====== Records for processing ======

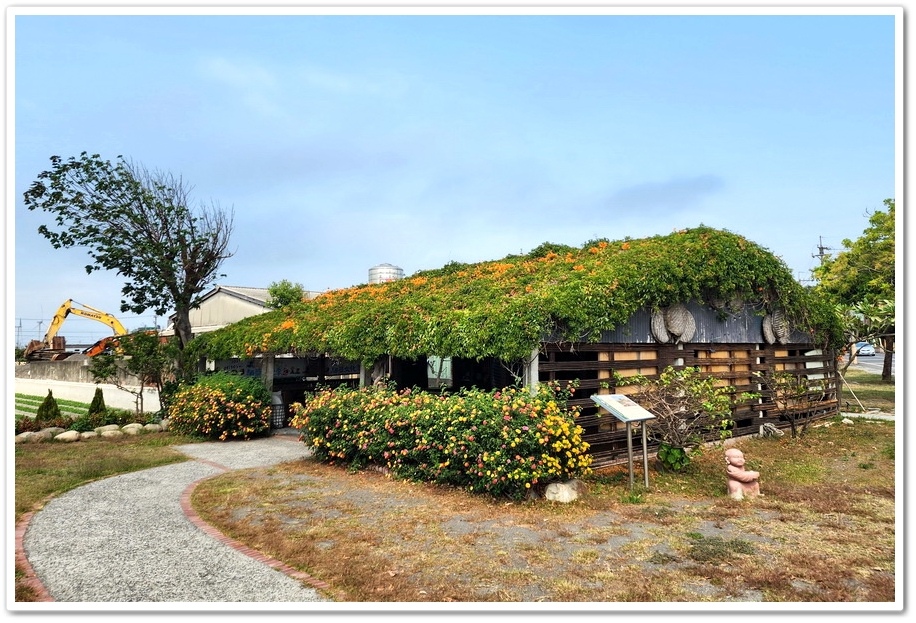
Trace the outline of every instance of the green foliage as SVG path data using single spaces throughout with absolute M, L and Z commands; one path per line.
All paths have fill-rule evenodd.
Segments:
M 286 279 L 275 281 L 267 288 L 267 306 L 280 309 L 295 303 L 301 303 L 305 298 L 305 288 L 301 283 L 293 283 Z
M 680 472 L 690 465 L 692 452 L 687 448 L 672 446 L 667 443 L 660 443 L 656 458 L 662 464 L 662 467 L 673 472 Z
M 641 309 L 734 296 L 761 311 L 780 309 L 818 343 L 842 339 L 833 308 L 802 288 L 781 259 L 741 236 L 699 227 L 451 263 L 326 292 L 195 341 L 213 359 L 296 350 L 362 361 L 435 354 L 512 362 L 543 341 L 598 340 Z
M 57 400 L 54 399 L 54 394 L 52 394 L 49 389 L 48 395 L 45 396 L 45 399 L 38 406 L 38 411 L 35 414 L 35 421 L 39 424 L 45 424 L 56 421 L 60 419 L 60 417 L 60 407 L 57 404 Z
M 735 401 L 750 400 L 754 394 L 734 394 L 734 388 L 720 387 L 718 379 L 696 368 L 666 367 L 655 378 L 642 375 L 627 379 L 639 389 L 631 398 L 652 413 L 647 432 L 659 441 L 658 459 L 666 468 L 680 471 L 690 464 L 691 449 L 704 436 L 718 431 L 721 439 L 731 436 Z
M 140 331 L 118 339 L 116 352 L 101 353 L 92 358 L 89 372 L 97 383 L 112 383 L 136 397 L 137 413 L 143 412 L 143 389 L 153 386 L 159 392 L 176 370 L 182 358 L 175 340 L 163 342 L 153 331 Z M 120 372 L 126 370 L 141 379 L 137 389 L 121 382 Z
M 588 444 L 552 386 L 455 394 L 385 387 L 319 391 L 292 426 L 322 461 L 522 499 L 590 471 Z
M 126 409 L 104 409 L 102 411 L 86 412 L 84 415 L 75 418 L 68 428 L 69 430 L 77 430 L 84 433 L 95 430 L 100 426 L 109 426 L 111 424 L 124 426 L 125 424 L 131 424 L 136 421 L 137 417 L 133 411 L 128 411 Z M 141 424 L 148 423 L 149 422 L 146 421 L 141 422 Z
M 217 372 L 179 389 L 168 414 L 180 434 L 251 439 L 270 431 L 270 392 L 260 379 Z
M 89 403 L 87 415 L 98 415 L 100 413 L 105 413 L 105 411 L 105 396 L 102 395 L 102 388 L 96 387 L 95 394 L 92 396 L 92 402 Z
M 835 303 L 854 304 L 895 298 L 896 221 L 894 199 L 876 210 L 856 240 L 843 240 L 844 251 L 814 269 L 817 292 Z
M 231 256 L 231 216 L 217 206 L 192 209 L 189 194 L 181 178 L 82 152 L 52 156 L 24 200 L 53 218 L 56 229 L 41 225 L 38 233 L 55 249 L 84 247 L 92 260 L 87 273 L 110 270 L 126 280 L 121 311 L 175 310 L 183 347 L 191 339 L 190 310 Z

======

## [Exercise description]
From the first line to the last, set down the records above exactly and skip the pictures.

## [Finished exercise]
Trace the outline of every instance of the green foliage as SVG path data using single spaces throughout with absolute M, L and Z commands; one path per line.
All paths have fill-rule evenodd.
Segments:
M 286 279 L 275 281 L 267 288 L 267 306 L 280 309 L 295 303 L 301 303 L 305 298 L 305 288 L 301 283 L 293 283 Z
M 680 472 L 690 465 L 692 452 L 687 448 L 672 446 L 667 443 L 660 443 L 656 458 L 662 464 L 662 467 L 673 472 Z
M 641 309 L 734 296 L 761 311 L 780 309 L 818 343 L 842 339 L 833 308 L 802 288 L 781 259 L 741 236 L 699 227 L 451 263 L 326 292 L 195 341 L 213 359 L 296 350 L 362 361 L 435 354 L 512 362 L 543 341 L 598 340 Z
M 57 400 L 54 399 L 54 394 L 52 394 L 49 389 L 48 395 L 45 396 L 45 399 L 38 406 L 38 411 L 35 414 L 35 421 L 39 424 L 45 424 L 56 421 L 60 419 L 60 417 L 60 407 L 57 404 Z
M 735 401 L 750 400 L 754 394 L 734 394 L 734 388 L 720 387 L 718 379 L 696 368 L 666 367 L 655 378 L 642 375 L 627 379 L 639 389 L 631 398 L 652 413 L 647 432 L 659 441 L 658 459 L 666 468 L 680 471 L 690 464 L 691 449 L 704 436 L 718 431 L 721 439 L 731 436 Z
M 140 331 L 118 339 L 116 352 L 101 353 L 92 358 L 89 372 L 97 383 L 112 383 L 136 397 L 137 413 L 143 412 L 143 389 L 153 386 L 159 392 L 176 370 L 182 358 L 175 340 L 163 342 L 153 331 Z M 120 372 L 126 370 L 141 379 L 137 389 L 121 382 Z
M 588 444 L 552 386 L 455 394 L 385 387 L 319 391 L 292 426 L 322 461 L 522 499 L 590 471 Z
M 126 409 L 104 409 L 102 411 L 86 412 L 84 415 L 75 418 L 68 428 L 69 430 L 77 430 L 84 433 L 95 430 L 100 426 L 109 426 L 111 424 L 124 426 L 125 424 L 131 424 L 136 421 L 137 417 L 133 411 L 128 411 Z M 141 424 L 148 423 L 149 422 L 146 421 L 141 422 Z
M 217 372 L 179 389 L 168 414 L 180 434 L 251 439 L 270 431 L 270 392 L 260 379 Z
M 89 403 L 87 415 L 98 415 L 100 413 L 105 413 L 105 411 L 105 396 L 102 395 L 102 388 L 96 387 L 95 394 L 92 396 L 92 402 Z
M 835 303 L 854 304 L 895 298 L 896 221 L 894 199 L 876 210 L 856 240 L 843 240 L 844 251 L 814 269 L 817 292 Z
M 231 256 L 231 216 L 217 206 L 192 209 L 189 194 L 181 178 L 82 152 L 52 156 L 24 200 L 53 218 L 56 229 L 41 225 L 38 233 L 55 249 L 84 247 L 92 260 L 87 273 L 110 270 L 126 280 L 121 311 L 175 310 L 183 347 L 191 339 L 190 310 Z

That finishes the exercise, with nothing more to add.